*** Entries provided Section Begins ***

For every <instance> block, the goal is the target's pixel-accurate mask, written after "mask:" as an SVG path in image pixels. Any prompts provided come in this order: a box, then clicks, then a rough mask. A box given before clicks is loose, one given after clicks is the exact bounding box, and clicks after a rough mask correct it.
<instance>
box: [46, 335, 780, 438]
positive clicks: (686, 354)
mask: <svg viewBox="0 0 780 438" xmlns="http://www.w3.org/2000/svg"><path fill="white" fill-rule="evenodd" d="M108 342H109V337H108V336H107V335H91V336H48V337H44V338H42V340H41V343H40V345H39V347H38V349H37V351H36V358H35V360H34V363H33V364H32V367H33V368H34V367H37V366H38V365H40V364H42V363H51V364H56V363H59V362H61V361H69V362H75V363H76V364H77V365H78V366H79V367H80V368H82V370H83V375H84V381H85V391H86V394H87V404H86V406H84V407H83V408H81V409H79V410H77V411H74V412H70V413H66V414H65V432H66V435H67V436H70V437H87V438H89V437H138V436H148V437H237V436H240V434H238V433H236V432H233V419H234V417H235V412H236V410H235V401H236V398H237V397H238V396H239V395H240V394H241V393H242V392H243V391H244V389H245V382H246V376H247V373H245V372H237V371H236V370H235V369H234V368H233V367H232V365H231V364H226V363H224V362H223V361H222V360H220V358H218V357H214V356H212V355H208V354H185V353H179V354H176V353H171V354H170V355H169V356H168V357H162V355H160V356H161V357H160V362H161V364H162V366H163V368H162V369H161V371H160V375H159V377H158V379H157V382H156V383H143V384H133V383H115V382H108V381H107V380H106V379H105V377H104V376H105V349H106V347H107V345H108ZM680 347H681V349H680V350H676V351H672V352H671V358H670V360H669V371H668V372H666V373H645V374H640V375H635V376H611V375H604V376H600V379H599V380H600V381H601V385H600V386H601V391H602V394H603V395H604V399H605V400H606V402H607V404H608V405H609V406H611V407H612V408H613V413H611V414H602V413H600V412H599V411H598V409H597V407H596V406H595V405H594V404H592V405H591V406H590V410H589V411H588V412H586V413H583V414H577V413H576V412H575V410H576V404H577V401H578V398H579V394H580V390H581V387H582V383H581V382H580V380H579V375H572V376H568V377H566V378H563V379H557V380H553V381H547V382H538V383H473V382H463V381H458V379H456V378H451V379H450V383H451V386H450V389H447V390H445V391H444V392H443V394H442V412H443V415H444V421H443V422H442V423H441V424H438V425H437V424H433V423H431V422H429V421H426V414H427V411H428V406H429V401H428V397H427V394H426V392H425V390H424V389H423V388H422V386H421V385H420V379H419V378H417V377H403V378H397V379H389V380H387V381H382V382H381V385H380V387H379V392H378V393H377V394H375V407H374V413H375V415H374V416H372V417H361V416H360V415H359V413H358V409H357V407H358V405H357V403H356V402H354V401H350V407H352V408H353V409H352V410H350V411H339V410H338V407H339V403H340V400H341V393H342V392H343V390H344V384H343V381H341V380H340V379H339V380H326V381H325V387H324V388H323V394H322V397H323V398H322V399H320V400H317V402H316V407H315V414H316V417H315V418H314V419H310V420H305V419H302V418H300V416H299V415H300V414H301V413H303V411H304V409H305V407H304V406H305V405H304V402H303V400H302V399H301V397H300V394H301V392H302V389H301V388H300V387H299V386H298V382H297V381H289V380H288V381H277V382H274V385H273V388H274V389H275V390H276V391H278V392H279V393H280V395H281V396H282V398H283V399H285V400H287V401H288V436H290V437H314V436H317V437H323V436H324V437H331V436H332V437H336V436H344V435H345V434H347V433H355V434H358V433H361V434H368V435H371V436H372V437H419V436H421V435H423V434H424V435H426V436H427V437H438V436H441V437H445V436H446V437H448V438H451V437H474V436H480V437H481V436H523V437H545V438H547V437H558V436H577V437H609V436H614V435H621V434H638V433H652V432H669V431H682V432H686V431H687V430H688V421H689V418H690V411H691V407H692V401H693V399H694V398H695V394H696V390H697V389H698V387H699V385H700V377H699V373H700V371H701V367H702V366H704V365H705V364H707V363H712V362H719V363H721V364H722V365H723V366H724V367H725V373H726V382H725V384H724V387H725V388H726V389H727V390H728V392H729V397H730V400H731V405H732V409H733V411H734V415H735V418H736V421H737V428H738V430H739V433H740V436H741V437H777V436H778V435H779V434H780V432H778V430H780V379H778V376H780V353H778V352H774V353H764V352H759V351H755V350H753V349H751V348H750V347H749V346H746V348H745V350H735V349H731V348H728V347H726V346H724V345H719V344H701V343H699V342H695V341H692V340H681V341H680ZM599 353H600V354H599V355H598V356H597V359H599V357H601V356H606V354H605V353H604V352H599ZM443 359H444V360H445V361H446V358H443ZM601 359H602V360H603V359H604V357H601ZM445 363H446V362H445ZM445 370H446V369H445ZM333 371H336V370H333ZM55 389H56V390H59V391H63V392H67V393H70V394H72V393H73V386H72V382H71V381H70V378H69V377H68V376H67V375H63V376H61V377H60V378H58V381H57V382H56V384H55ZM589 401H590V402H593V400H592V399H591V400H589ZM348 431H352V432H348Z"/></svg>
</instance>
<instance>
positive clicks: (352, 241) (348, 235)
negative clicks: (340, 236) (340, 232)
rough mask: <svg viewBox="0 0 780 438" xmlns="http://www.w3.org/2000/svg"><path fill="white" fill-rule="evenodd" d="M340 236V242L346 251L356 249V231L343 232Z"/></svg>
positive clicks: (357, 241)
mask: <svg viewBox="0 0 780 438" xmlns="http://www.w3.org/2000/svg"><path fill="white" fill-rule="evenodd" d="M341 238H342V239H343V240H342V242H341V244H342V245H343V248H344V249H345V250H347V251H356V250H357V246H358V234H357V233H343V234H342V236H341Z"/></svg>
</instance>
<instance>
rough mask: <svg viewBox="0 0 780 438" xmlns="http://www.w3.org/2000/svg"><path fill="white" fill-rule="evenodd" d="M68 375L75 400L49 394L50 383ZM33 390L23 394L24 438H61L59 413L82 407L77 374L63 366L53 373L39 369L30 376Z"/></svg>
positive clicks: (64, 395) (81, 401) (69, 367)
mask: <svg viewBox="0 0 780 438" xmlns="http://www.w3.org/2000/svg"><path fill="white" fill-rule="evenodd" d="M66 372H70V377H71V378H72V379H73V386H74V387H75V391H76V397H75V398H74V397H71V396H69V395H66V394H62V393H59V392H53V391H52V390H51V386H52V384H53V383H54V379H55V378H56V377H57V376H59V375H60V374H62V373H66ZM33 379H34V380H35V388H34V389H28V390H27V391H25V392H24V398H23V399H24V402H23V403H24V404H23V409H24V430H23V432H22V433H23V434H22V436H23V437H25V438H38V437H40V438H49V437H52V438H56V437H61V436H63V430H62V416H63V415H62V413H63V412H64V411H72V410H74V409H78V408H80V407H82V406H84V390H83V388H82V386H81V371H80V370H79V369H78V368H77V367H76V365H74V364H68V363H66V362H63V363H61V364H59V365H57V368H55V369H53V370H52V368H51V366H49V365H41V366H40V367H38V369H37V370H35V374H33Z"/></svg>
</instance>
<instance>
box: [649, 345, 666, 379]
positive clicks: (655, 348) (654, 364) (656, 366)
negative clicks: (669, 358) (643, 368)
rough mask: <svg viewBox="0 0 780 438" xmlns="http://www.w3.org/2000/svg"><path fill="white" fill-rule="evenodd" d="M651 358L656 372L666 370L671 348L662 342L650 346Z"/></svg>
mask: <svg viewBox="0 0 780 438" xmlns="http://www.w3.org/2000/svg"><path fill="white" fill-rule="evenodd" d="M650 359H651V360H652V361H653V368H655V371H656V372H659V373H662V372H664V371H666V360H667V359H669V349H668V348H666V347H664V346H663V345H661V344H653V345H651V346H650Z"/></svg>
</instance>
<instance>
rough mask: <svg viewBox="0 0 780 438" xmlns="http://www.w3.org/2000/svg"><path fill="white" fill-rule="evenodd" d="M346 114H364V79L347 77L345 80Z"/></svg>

*** Entries provided Section Ends ***

__Directions for this task__
Print again the lines of the entries above that fall between the line holding "positive clicks: (357, 241)" and the line holding "negative clicks: (669, 358) (643, 368)", inclusive, exactly as they stand.

__Written answer__
positive clicks: (357, 241)
mask: <svg viewBox="0 0 780 438" xmlns="http://www.w3.org/2000/svg"><path fill="white" fill-rule="evenodd" d="M341 238H342V239H343V240H342V242H341V244H342V245H343V248H344V249H345V250H347V251H356V250H357V246H358V234H357V233H343V234H342V236H341Z"/></svg>
</instance>
<instance>
rough mask: <svg viewBox="0 0 780 438" xmlns="http://www.w3.org/2000/svg"><path fill="white" fill-rule="evenodd" d="M68 375L75 400L49 394L50 383ZM33 390L23 394L24 438H61L59 413L82 407L77 374L63 366L53 373L39 369L30 376Z"/></svg>
positive clicks: (64, 395) (81, 401) (69, 367)
mask: <svg viewBox="0 0 780 438" xmlns="http://www.w3.org/2000/svg"><path fill="white" fill-rule="evenodd" d="M66 372H70V377H71V378H72V379H73V386H74V387H75V391H76V397H75V398H74V397H71V396H69V395H66V394H62V393H59V392H53V391H52V390H51V386H52V384H53V383H54V379H55V378H56V377H57V376H59V375H60V374H62V373H66ZM33 379H34V380H35V388H34V389H28V390H27V391H25V392H24V398H23V399H24V402H23V403H24V404H23V409H24V430H23V432H22V433H23V434H22V436H23V437H25V438H38V437H40V438H49V437H52V438H56V437H61V436H63V430H62V416H63V415H62V413H63V412H64V411H72V410H74V409H78V408H80V407H82V406H84V390H83V388H82V386H81V371H80V370H79V369H78V368H77V367H76V365H74V364H68V363H66V362H63V363H61V364H59V365H57V368H55V369H53V370H52V368H51V366H49V365H41V366H40V367H38V369H37V370H35V374H33Z"/></svg>
</instance>
<instance>
box: [649, 345, 666, 379]
positive clicks: (655, 348) (654, 364) (656, 366)
negative clicks: (669, 358) (643, 368)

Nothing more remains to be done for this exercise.